Exercise brief
Leave out the pictures and return every entry exactly as it appears.

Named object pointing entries
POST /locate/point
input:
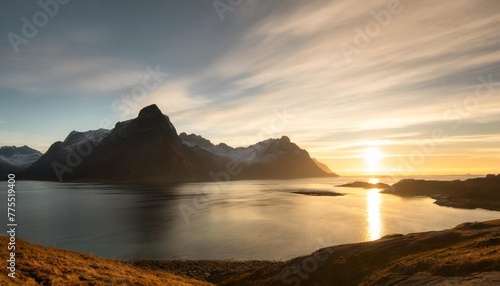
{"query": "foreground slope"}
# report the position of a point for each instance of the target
(148, 148)
(468, 254)
(469, 194)
(38, 265)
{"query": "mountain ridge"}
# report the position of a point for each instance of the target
(148, 149)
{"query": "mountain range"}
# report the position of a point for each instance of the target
(149, 149)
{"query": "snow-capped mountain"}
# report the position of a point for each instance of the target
(76, 138)
(147, 149)
(263, 151)
(20, 157)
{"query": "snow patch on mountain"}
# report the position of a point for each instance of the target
(21, 157)
(263, 151)
(76, 138)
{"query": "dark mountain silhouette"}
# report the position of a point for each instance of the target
(15, 159)
(148, 148)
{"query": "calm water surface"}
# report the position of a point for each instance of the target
(235, 220)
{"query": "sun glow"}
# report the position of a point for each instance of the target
(372, 157)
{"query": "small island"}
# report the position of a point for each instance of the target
(469, 194)
(467, 253)
(365, 185)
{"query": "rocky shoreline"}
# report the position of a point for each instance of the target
(469, 194)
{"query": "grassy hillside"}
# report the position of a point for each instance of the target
(38, 265)
(466, 255)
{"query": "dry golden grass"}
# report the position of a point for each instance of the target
(469, 253)
(38, 265)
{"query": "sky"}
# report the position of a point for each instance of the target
(372, 87)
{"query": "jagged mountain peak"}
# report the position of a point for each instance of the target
(150, 111)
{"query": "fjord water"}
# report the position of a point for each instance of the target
(233, 220)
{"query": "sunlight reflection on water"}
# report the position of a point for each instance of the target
(373, 215)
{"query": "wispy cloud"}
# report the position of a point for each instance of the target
(419, 72)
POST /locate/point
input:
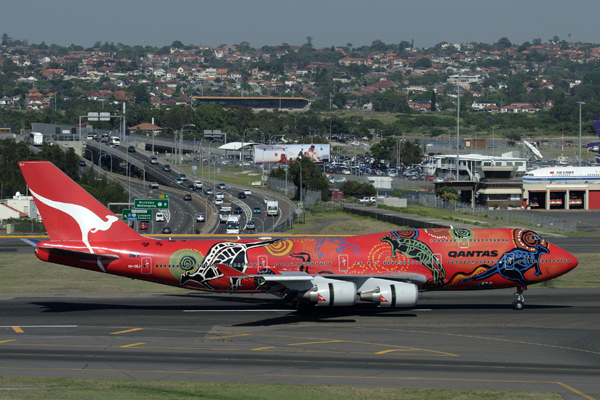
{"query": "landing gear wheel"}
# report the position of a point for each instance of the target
(303, 307)
(518, 305)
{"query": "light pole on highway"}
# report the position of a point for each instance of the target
(244, 140)
(580, 104)
(183, 127)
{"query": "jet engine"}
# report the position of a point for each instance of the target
(400, 294)
(330, 292)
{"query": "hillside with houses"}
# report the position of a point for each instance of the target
(547, 78)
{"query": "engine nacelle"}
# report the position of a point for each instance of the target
(331, 292)
(399, 294)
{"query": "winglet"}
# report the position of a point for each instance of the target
(597, 127)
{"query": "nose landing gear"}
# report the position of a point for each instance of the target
(519, 303)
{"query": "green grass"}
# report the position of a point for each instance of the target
(101, 389)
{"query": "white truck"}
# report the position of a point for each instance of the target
(224, 212)
(233, 224)
(272, 207)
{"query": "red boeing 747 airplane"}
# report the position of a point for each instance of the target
(388, 269)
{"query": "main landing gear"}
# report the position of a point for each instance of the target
(518, 304)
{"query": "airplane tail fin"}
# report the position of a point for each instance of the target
(68, 211)
(596, 127)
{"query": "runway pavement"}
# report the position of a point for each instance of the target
(470, 340)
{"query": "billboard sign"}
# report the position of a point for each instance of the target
(282, 153)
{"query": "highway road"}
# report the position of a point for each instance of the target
(181, 216)
(462, 340)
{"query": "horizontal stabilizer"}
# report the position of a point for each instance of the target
(79, 254)
(32, 242)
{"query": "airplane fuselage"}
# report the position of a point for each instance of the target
(450, 259)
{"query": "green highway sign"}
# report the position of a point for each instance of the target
(145, 204)
(137, 215)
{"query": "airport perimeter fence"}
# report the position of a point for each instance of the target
(504, 216)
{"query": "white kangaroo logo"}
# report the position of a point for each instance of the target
(87, 220)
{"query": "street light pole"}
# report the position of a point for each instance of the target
(580, 104)
(243, 142)
(181, 140)
(299, 163)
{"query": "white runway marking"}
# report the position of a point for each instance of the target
(238, 310)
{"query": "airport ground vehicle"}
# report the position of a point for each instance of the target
(272, 208)
(233, 224)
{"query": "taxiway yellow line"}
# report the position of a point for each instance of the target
(223, 337)
(133, 344)
(127, 331)
(322, 342)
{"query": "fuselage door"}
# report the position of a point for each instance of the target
(343, 262)
(509, 261)
(146, 265)
(439, 260)
(263, 262)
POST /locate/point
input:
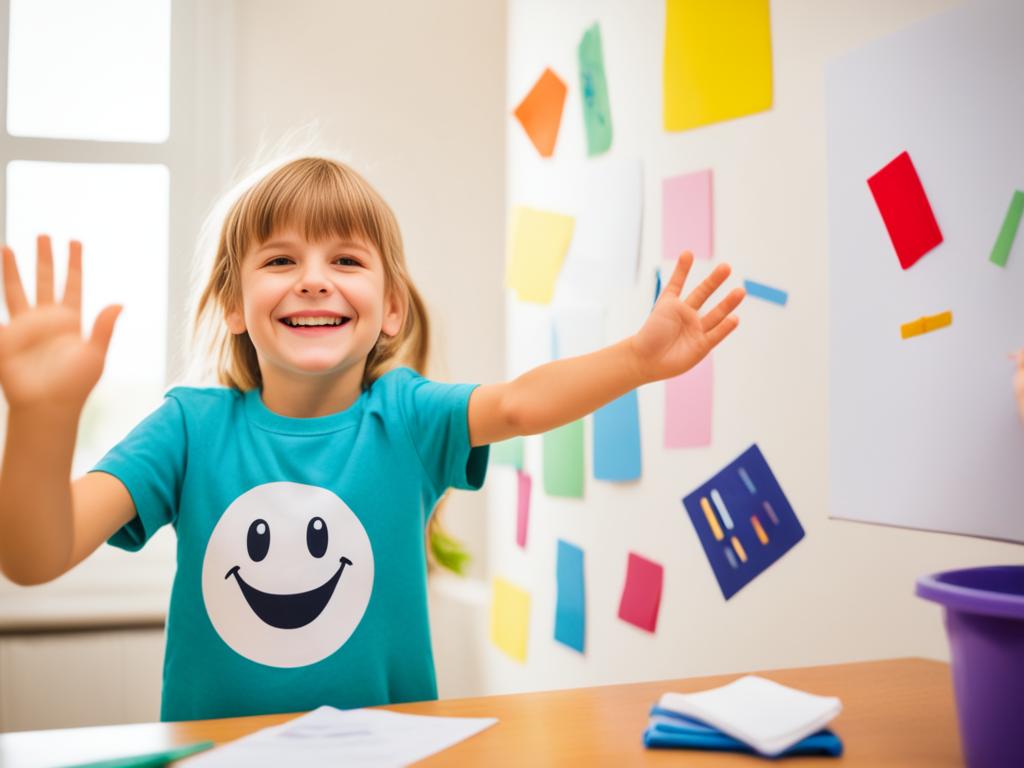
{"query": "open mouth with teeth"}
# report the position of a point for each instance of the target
(289, 611)
(325, 322)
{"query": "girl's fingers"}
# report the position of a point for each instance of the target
(102, 329)
(726, 305)
(13, 293)
(683, 264)
(710, 284)
(73, 288)
(44, 270)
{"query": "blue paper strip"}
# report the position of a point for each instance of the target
(616, 439)
(760, 291)
(570, 609)
(734, 573)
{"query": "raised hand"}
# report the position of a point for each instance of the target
(675, 337)
(44, 360)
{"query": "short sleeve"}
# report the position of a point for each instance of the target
(437, 416)
(151, 463)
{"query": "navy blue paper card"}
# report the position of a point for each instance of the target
(743, 520)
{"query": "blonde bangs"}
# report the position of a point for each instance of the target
(317, 199)
(320, 199)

Reply to the exercise
POST /locate/point
input:
{"query": "foreground slope"}
# report the position of a point for each instance of the target
(148, 148)
(468, 254)
(469, 194)
(38, 265)
{"query": "mountain ridge"}
# report the position of a point for each instance of the target
(148, 149)
{"query": "mountain range"}
# report the position of a point for each instance of the target
(149, 149)
{"query": "snow-capped mountain"}
# report the position of a point for each instance of the target
(76, 138)
(147, 149)
(263, 151)
(20, 157)
{"query": "snow patch on mountain"}
# report the position of a point for each instance of the target
(21, 157)
(263, 151)
(76, 138)
{"query": "dark mountain silhouette"}
# report the position of a point for each instance of the target
(15, 159)
(148, 148)
{"query": "calm water surface"}
# report the position of a point for each instance of the target
(235, 220)
{"query": "sun glow"}
# report the position of a point for each instance of the target
(372, 157)
{"query": "small island"}
# report the position of a point for each instance of the target
(469, 194)
(467, 253)
(365, 185)
{"query": "rocky shoreline"}
# report the position of a point for each instance of the target
(469, 194)
{"query": "grassy hillside"}
# report the position of a point for each instance of the target
(38, 265)
(466, 255)
{"query": "dry golden grass"}
# report the position of a point for each instance of the target
(469, 253)
(38, 265)
{"query": "sky"}
# report the position of a point for each instance of the target
(372, 87)
{"query": "jagged mountain peak"}
# report the position of a point for each instance of the target
(150, 111)
{"query": "fjord water"}
# report the position of a point for each instance of the target
(233, 220)
{"query": "sunlight reflection on water"}
# report the position of a point for each instance of the target
(373, 215)
{"query": "wispy cloud"}
# report the position of a point for each instance of the target
(419, 72)
POST /locate/point
input:
{"query": "landing gear wheel"}
# report the position of a point for each instance of the target
(303, 307)
(518, 305)
{"query": "light pole on highway"}
# report the position of a point for each instance of the target
(244, 140)
(580, 104)
(183, 127)
{"query": "jet engine"}
# report the position of a point for each instance of the target
(400, 294)
(330, 292)
{"query": "hillside with houses"}
# report the position of a point for each instance of the target
(547, 78)
{"query": "engine nacelle"}
# report the position of a point for each instance of the target
(331, 292)
(399, 294)
{"query": "winglet"}
# report the position of a point for each instance of the target
(597, 127)
{"query": "nose landing gear"}
# report the position of a point for each instance of the target
(519, 303)
{"query": "green grass"}
# report the position of a point for each instance of the target
(101, 389)
{"query": "white truck"}
# report the position of a point for each instance of the target
(224, 212)
(233, 224)
(272, 207)
{"query": "red boeing 747 airplane"}
# report the position of a point for each instance of the target
(388, 269)
{"query": "main landing gear"}
# report the position of a point for each instance of the target
(518, 304)
{"query": "airplane tail fin"}
# report the position of a point for each instance of the target
(68, 211)
(596, 127)
{"query": "runway pavement"}
# report the position of a point for each instance of the target
(470, 340)
{"query": "billboard sign"}
# report the position of a point for each instance of the target
(282, 153)
{"query": "highway road"}
# report the position of a point for each instance of the target
(181, 216)
(462, 340)
{"query": "horizontal stabilizer"}
# report the position of a point for each instance of the target
(79, 254)
(32, 242)
{"query": "airplane fuselage"}
# report the position of a point for each instance of the target
(450, 259)
{"query": "green highway sign"}
# report the position of a point for each instance of the target
(145, 204)
(137, 215)
{"query": "airport perimeter fence"}
# report the position of a point for each instance of the target
(504, 216)
{"query": "white kangaroo logo"}
# report the position of a point for each instance of the target
(87, 220)
{"query": "street light pole"}
# report the position of a point for each instance of the target
(580, 104)
(243, 142)
(181, 140)
(299, 163)
{"query": "white runway marking"}
# report the position of a point for each instance of the target
(238, 310)
{"query": "airport ground vehicle"}
# report the position of a point for each instance of the target
(272, 208)
(233, 224)
{"query": "taxiway yellow line"}
# report the position of a point for each instance of the target
(223, 337)
(133, 344)
(127, 331)
(322, 342)
{"query": "fuselage door"}
# report the position of a point for each instance of the target
(343, 262)
(509, 261)
(146, 265)
(439, 260)
(263, 262)
POST /locate/point
input:
{"query": "open mouth with teeth"}
# report the position of a point for each instance of the target
(289, 611)
(325, 322)
{"query": "girl's fingers"}
# report the position of a point for each instance of the target
(102, 329)
(726, 305)
(13, 293)
(683, 264)
(710, 284)
(73, 288)
(44, 270)
{"query": "blue paper strip"}
# report the position of a point for each instance of the target
(616, 439)
(760, 291)
(570, 609)
(734, 573)
{"query": "raised hand"}
# report the position of a point for each instance of the target
(675, 337)
(44, 360)
{"query": "short sleeve"}
# report the position of a point for each instance of the target
(437, 416)
(151, 463)
{"query": "navy blue paper card"}
# report the position of a point for each instance of the target
(743, 520)
{"query": "blonde bangs"}
# report the position of a point for each instance of the target
(317, 199)
(320, 199)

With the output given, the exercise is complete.